▶ [Do this]:
Would you restate, exactly as they appear, the lines from the one containing "Put one point on every instance of the forearm" through the end of the data below?

▶ [Material provided]:
--

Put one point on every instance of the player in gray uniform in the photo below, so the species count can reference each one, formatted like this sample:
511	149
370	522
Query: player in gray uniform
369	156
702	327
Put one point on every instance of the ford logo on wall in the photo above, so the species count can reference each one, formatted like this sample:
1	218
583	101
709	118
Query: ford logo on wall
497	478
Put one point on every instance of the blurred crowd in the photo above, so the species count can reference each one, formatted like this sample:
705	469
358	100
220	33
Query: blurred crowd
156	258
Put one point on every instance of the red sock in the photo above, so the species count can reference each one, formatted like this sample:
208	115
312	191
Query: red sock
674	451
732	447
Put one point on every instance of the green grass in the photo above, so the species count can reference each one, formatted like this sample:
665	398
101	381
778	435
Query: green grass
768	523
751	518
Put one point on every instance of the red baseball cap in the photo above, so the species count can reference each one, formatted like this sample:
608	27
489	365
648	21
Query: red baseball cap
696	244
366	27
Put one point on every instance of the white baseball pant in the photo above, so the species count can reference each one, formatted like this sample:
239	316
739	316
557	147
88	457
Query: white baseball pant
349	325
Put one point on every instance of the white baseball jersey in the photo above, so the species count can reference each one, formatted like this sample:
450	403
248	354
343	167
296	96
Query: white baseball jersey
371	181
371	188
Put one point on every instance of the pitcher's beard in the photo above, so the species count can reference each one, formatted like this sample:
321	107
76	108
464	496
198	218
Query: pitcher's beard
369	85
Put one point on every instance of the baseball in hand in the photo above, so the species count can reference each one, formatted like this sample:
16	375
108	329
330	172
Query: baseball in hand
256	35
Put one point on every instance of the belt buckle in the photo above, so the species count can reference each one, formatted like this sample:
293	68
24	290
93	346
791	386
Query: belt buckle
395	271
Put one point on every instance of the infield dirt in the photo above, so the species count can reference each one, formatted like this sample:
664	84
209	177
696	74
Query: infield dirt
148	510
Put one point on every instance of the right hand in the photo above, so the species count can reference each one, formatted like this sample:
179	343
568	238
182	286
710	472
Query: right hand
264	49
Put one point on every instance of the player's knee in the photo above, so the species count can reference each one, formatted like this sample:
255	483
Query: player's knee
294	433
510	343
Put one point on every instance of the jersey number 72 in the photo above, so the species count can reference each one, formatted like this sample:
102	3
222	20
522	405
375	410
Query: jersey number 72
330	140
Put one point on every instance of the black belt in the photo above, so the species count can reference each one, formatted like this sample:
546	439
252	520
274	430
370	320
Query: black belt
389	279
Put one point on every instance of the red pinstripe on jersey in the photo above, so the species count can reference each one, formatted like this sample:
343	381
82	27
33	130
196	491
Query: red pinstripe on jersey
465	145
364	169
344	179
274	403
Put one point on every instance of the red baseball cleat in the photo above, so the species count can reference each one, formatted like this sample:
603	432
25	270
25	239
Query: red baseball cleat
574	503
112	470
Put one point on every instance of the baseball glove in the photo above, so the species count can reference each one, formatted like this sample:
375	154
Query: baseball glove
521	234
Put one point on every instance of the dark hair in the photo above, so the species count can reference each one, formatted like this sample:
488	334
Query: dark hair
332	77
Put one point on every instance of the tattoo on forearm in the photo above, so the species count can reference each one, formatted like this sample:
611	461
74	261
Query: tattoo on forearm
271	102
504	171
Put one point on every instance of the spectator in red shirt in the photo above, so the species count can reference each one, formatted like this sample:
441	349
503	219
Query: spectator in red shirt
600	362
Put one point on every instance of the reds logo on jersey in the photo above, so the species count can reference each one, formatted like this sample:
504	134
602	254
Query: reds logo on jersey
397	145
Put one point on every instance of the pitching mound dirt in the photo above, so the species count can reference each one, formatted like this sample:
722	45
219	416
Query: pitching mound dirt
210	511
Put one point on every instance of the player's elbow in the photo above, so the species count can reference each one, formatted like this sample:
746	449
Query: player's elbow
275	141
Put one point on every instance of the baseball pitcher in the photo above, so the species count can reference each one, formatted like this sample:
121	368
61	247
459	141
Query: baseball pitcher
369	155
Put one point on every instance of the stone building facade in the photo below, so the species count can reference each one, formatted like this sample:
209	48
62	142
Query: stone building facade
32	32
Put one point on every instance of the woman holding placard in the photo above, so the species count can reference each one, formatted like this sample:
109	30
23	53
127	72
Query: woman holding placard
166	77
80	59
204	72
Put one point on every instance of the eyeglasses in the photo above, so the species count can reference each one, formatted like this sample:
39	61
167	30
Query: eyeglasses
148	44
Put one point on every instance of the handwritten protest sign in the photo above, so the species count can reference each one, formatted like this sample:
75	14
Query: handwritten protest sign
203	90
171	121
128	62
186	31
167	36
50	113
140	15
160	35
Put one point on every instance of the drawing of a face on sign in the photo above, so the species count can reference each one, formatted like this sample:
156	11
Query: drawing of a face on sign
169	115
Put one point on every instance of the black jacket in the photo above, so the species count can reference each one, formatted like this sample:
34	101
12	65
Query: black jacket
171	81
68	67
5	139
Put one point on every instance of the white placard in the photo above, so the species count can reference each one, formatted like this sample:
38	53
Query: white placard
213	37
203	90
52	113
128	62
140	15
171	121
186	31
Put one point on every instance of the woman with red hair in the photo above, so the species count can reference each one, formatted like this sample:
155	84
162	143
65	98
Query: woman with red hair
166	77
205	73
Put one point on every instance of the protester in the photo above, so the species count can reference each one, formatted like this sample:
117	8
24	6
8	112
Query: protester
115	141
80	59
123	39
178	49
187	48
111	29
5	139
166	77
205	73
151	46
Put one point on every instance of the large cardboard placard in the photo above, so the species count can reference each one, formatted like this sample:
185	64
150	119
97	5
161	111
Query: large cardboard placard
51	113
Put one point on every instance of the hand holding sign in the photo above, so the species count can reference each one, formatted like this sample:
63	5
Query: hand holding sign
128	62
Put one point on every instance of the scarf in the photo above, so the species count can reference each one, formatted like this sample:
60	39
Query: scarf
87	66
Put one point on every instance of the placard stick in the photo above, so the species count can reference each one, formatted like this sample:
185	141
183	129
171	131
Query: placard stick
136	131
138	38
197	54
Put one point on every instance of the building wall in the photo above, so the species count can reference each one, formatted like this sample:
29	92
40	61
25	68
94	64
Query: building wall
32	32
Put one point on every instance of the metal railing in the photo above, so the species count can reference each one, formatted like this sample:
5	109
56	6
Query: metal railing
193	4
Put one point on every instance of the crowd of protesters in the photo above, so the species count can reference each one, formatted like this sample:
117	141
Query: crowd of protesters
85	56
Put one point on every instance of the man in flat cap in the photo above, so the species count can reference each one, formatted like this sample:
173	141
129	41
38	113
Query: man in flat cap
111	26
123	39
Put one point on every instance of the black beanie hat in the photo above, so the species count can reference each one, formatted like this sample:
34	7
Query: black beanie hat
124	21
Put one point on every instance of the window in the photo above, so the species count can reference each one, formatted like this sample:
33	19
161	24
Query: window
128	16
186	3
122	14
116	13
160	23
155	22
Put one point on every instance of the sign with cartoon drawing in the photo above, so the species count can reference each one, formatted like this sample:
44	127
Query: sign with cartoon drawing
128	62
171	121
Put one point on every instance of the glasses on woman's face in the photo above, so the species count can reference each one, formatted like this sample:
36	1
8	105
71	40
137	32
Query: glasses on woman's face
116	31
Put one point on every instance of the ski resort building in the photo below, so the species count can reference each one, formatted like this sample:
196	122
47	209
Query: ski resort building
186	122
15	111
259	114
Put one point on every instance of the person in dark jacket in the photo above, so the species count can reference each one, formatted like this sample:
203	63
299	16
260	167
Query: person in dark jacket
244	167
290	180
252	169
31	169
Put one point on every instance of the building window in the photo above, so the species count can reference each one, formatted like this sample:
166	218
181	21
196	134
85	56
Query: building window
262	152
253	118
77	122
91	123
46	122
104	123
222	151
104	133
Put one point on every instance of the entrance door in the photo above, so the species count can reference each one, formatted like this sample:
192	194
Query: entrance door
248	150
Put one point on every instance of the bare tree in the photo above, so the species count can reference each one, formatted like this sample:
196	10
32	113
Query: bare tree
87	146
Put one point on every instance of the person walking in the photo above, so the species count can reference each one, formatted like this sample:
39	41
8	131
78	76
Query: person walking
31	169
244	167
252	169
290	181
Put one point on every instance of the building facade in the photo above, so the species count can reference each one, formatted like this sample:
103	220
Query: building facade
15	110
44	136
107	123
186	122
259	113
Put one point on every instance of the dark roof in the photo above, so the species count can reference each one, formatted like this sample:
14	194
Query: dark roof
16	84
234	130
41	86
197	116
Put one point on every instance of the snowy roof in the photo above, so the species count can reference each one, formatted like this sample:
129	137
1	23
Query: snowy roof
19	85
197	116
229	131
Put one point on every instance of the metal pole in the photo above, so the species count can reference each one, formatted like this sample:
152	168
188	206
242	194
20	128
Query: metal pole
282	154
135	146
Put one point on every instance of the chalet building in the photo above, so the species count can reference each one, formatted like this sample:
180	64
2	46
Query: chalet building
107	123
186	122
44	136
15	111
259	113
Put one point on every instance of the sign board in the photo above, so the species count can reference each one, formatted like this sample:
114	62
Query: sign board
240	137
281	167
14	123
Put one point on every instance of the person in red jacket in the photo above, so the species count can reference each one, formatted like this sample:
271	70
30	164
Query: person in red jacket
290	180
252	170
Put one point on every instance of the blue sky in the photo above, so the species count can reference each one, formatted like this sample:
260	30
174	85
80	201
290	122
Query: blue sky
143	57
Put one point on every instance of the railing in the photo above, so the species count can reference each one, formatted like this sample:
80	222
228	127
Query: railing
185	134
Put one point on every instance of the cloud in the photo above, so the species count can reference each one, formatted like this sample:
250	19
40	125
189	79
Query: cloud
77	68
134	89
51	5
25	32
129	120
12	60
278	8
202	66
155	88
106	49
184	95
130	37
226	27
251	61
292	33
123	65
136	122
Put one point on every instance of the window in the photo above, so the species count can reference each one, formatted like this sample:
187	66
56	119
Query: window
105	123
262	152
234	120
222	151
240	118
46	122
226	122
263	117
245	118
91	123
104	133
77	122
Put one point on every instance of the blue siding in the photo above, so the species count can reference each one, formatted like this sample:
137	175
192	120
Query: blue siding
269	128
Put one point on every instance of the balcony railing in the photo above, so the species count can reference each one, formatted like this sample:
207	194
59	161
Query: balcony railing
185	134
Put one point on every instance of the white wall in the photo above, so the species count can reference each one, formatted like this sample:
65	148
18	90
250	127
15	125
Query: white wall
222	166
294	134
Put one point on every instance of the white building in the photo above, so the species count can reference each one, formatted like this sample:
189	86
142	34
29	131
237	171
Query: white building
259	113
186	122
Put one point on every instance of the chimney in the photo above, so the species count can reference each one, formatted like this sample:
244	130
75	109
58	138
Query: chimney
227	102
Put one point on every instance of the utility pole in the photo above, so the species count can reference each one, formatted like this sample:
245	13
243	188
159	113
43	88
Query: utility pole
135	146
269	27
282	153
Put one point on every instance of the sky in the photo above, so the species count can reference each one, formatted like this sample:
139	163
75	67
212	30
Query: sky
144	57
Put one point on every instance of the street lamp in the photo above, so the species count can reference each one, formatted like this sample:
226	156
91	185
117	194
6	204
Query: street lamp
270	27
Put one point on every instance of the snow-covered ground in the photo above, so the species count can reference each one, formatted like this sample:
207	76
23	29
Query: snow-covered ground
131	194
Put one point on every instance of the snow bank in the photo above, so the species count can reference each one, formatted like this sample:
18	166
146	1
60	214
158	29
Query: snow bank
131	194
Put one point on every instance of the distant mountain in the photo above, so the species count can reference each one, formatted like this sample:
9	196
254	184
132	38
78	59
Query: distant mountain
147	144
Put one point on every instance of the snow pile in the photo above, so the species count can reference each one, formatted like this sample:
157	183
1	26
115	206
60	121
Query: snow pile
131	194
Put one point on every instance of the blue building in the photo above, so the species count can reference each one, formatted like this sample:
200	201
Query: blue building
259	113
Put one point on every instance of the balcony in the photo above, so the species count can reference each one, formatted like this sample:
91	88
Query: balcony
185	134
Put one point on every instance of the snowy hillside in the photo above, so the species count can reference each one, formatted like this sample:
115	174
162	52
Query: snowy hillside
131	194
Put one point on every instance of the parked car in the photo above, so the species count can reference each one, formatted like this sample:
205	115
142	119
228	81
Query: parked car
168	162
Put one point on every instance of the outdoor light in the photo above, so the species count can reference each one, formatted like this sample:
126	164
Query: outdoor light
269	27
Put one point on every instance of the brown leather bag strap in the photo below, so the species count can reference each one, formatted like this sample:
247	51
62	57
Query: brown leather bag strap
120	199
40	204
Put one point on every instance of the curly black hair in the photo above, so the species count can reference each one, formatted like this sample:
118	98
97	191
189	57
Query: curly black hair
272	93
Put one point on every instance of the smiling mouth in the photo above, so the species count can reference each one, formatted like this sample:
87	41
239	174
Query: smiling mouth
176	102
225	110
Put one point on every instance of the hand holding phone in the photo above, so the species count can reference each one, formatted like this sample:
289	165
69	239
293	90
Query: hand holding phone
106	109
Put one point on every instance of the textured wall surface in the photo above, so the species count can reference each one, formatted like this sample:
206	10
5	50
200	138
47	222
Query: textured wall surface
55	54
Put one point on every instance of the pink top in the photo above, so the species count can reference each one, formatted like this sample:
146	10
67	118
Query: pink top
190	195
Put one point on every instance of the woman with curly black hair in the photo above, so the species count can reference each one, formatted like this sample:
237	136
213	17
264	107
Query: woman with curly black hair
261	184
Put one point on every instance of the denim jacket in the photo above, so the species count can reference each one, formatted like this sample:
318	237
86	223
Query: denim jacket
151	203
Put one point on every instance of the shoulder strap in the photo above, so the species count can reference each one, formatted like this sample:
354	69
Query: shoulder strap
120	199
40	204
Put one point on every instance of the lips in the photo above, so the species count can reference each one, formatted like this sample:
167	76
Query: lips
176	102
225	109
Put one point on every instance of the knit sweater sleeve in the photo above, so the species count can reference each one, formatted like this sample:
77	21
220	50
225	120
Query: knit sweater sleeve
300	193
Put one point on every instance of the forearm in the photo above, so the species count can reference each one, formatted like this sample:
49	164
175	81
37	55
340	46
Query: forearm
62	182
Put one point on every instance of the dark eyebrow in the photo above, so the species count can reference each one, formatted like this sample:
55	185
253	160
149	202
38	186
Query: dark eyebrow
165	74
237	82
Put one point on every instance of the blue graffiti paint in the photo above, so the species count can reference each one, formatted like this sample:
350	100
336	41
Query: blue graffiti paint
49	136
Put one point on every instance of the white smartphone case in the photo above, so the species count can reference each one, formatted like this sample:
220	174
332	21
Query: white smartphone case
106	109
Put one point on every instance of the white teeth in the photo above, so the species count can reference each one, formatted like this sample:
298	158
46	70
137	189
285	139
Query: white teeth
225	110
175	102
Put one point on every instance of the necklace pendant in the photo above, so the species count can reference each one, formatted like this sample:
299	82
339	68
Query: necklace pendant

--

▶ [Correct output]:
Put one point on every instance of the forearm in the photo above, so the species count can reference each one, formatted like this sample:
49	164
175	81
37	55
340	46
Query: forearm
62	182
Put one point on every instance of the dark eyebrow in the photo above, so the species count can reference each one, formatted like this sample:
55	185
253	160
149	202
38	186
Query: dark eyebrow
165	74
237	82
Put one point on every instance of the blue graffiti paint in the photo above, so the species count can reference each one, formatted like this sample:
350	100
336	41
Query: blue graffiti paint
49	136
Put one point on every instance of the white smartphone case in the photo above, so the species count can reference each one, formatted like this sample:
220	174
332	21
Query: white smartphone case
106	109
Put one point on every instance of the white teeth in the photo above, so the species count can reference each one, formatted like this sample:
298	158
46	70
137	189
285	139
Query: white teeth
225	110
175	102
Put one point on every instance of the necklace pendant in the photo above, so the species count can reference each one, formatted like this sample:
299	82
339	68
Query: necklace pendant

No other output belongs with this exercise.